TEXTE SOURCE:
+++

Les Triomphes et le Canzoniere sont l’œuvre d’une vie. On hésite cependant sur la datation. Pour certains, une première rédaction des deux premiers Triomphes (Amour et Chasteté) daterait de 1340-1344, et celui de la Mort d’après la mort de Laure en 1348. Le Triomphe de la Renommée (le plus laborieux) appartiendrait à une phase intermédiaire. Il y a moins de doutes quant aux deux derniers (Temps et Éternité) qui datent des années de vieillesse, car Pétrarque, en 1374, rédigeait encore le Triomphe de l’Éternité. Pour d’autres, la composition des Triomphes n’aurait débuté qu’en 1350-1351, la mort de Laure étant le point d’achoppement, le « noyau » qui a inspiré l’œuvre. Avec Pétrarque, on n’en finit jamais. Il corrigeait, reprenait sans cesse ce qu’il écrivait, copiait, recopiait, faisait copier (au XIVe siècle, rien ne s’imprimait). L’œuvre est un perpetuum mobile : elle est inachevée, inachevable. Les Triomphes ne dérogent pas à la règle et la multiplication des manuscrits est un véritable casse-tête pour les éditeurs.

Une aventure humaine 

De quoi maintenant Pétrarque triompherait-il dans ce poème-roman qui est une espèce de complément, de corollaire du Canzoniere ? Laura, Laure d’Avignon, en est le cœur ardent. D’elle, comme de la Béatrice de Dante, il faut dire ce qui n’a jamais été dit d’aucune ; il faut la sublimer, l’élever dans une sphère paradisiaque, virginale ; il faut dépasser le stade de la poésie courtoise, inventer un « doux style nouveau ». Toutefois, Pétrarque n’oublie pas les étapes qui mènent à cette éternité : la quête amoureuse d’un homme pour une femme. Il confère à son cheminement une dimension profondément humaine. Son humanisme n’est pas qu’une renaissance chrétienne de la littérature antique. Dans sa langue sont perceptibles les apories du temps humain. Le poème en porte des empreintes chiffrées.

+++

ENTRÉES FOURNIES:
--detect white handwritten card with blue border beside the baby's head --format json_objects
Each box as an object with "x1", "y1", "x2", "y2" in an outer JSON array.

+++

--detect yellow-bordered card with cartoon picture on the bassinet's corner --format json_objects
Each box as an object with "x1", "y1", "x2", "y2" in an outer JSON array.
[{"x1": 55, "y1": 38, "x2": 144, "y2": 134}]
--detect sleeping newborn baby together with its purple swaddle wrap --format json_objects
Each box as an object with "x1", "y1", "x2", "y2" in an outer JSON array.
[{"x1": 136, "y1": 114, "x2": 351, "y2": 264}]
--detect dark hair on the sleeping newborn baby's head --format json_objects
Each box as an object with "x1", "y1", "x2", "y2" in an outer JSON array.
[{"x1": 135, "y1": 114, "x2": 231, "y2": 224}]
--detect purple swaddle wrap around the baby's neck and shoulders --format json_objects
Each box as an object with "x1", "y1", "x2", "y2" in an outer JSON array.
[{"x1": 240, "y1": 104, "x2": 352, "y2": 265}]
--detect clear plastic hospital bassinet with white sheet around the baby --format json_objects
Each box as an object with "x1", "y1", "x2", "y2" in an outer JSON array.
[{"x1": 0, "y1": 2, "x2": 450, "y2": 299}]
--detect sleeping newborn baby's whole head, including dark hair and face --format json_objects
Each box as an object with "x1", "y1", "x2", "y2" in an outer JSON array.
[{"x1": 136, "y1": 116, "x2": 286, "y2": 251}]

+++

CONSIGNE:
D'après le texte sur les Triomphes de Pétrarque, répondez s'il vous plaît aux points suivants :
(a) Selon certains, de quelles années daterait une première rédaction des deux premiers Triomphes ?
(b) En quelle année Pétrarque rédigeait-il encore le Triomphe de l'Éternité ?
(c) À quelle figure de Dante Laure est-elle comparée ?

RÉPONSE:
(a) De 1340-1344.
(b) En 1374.
(c) À Béatrice.